Bookmark and Share

Notice: On March 31, it was announced that Statalist is moving from an email list to a forum. The old list will shut down at the end of May, and its replacement, statalist.org is already up and running.


[Date Prev][Date Next][Thread Prev][Thread Next][Date Index][Thread Index]

st: distribution test


From   Maarten Buis <maartenlbuis@gmail.com>
To   statalist@hsphsun2.harvard.edu
Subject   st: distribution test
Date   Tue, 30 Aug 2011 10:43:37 +0200

-- Lodewijk Smets wrote me privately:
> In Stata, I'd like to test the fit of my data with an exponential
> distribution. I'm thinking of using a Kolgomorov-Smirnov test
> (are there better alternatives?). Yet, the ks-test requires me
> to define lambda. I've noticed that you're the author of the
> -hangroot- command, where parameters are estimated (in
> order to compare an empirical distribution with a theoretical
> one). So I was wondering if there's a way to retrieve that
> estimation of the parameter, i.e. is it stored somewhere?

◇ ◇ ◇

* [LIST OF TASKS]
a - In the distribution test message, which command does the writer say the recipient authored?
b - In the distribution test message, switch "lambda" to "rate" and give the passage from "-- Lodewijk Smets" up to and including "it stored somewhere?" again.
c - Resume the distribution test message from where it stops.

* [INFORMATION GIVEN]

◇ ◇ ◇

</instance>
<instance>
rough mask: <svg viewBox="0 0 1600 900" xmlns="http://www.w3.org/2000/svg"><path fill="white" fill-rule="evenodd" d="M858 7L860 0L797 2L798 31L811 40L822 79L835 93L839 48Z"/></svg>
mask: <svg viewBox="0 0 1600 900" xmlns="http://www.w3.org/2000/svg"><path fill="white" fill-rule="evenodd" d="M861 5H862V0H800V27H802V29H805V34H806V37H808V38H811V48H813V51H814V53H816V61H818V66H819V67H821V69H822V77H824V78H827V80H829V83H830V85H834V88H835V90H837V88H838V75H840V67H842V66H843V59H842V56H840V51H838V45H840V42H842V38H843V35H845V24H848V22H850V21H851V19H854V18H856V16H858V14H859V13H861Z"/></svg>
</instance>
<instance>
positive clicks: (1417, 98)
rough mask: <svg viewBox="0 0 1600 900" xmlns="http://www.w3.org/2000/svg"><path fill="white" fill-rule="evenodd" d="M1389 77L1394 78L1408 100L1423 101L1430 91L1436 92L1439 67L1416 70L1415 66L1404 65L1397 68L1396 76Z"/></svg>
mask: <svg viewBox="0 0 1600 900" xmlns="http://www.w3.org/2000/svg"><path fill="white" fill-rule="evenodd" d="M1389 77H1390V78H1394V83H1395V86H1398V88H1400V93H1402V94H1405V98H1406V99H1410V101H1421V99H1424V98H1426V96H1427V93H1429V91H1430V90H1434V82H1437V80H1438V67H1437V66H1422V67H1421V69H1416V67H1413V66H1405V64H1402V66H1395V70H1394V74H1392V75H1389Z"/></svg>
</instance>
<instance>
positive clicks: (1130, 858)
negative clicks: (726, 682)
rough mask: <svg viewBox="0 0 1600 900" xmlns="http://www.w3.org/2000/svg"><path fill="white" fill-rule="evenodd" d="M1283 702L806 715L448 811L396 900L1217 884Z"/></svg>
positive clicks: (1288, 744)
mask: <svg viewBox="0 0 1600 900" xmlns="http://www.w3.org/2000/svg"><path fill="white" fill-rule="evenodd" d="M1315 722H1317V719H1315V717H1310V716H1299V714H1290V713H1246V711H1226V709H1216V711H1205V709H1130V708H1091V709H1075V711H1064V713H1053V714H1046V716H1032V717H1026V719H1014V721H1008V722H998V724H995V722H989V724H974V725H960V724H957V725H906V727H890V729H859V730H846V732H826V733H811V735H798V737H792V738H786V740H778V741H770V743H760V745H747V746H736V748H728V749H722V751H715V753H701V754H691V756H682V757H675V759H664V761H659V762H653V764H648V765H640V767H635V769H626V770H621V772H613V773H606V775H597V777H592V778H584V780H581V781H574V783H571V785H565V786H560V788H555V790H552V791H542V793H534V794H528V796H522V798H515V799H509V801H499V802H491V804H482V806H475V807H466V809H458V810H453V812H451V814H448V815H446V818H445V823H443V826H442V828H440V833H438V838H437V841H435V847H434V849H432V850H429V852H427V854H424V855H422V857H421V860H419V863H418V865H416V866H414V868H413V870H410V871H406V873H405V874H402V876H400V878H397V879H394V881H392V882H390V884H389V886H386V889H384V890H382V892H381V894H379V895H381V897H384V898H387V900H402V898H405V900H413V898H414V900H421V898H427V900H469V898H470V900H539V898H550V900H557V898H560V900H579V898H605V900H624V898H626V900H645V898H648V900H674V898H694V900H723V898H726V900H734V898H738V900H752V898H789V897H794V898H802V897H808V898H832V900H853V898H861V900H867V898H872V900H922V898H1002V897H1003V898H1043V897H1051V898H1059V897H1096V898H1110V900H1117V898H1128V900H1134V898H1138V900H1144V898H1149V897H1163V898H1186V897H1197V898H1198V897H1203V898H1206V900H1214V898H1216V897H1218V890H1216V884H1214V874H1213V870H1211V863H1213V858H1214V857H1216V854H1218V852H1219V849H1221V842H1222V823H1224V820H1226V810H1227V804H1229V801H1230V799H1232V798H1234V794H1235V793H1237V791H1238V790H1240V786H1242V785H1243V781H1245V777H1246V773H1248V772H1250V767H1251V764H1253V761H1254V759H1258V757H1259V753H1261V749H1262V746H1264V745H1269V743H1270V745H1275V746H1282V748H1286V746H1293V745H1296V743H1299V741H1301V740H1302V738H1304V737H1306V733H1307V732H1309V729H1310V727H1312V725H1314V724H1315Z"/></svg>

◇ ◇ ◇

* [TASK-BY-TASK ANSWERS]
a - The -hangroot- command.

b -
-- Lodewijk Smets wrote me privately:
> In Stata, I'd like to test the fit of my data with an exponential
> distribution. I'm thinking of using a Kolgomorov-Smirnov test
> (are there better alternatives?). Yet, the ks-test requires me
> to define rate. I've noticed that you're the author of the
> -hangroot- command, where parameters are estimated (in
> order to compare an empirical distribution with a theoretical
> one). So I was wondering if there's a way to retrieve that
> estimation of the parameter, i.e. is it stored somewhere?

c -
-hangroot- is for the rather special situation that you want to
compare the distribution of one variable with one univariate
distribution, i.e. there are no explanatory/x/right hand
side/independent variables. I am working on a generalization, but it
is not yet finished. There is however a deadline, as I will be
presenting it at the 2011 Nordic and Baltic Stata Users Group meeting
on Friday, November 11, 2011
(<http://www.stata.com/meeting/sweden11/>).  Moreover, the exponential
distribution often occurs with survival data, and -hangroot- is not
(and will not be) designed for survival data, in particular it will
not handle right censoring.

Having stated those limitations, the estimate of lambda in the
univariate non-survival case is pretty easy as the maximum likelihood
estimate has a closed form solution: 1/mean. You could use -hangroot-
to recover this estimate: it is returned in r(lambda), but that is a
bit overkill. It  is probably easier to use -sum- to compute the mean
and and transform that to the estimate of lambda. Below I have added
an example:

*------------- begin example ---------------
// create some exponential data
local lambda = 2
drop _all
set obs 500
gen y = -1/`lambda'*ln(1-runiform())

// estimate parameter
sum y, meanonly
local lambdahat = 1/r(mean)
di as txt "ML estimate of lambda is: " ///
   as result `lambdahat'

// ksmirnov test
ksmirnov y = 1-exp(-`lambdahat'*y)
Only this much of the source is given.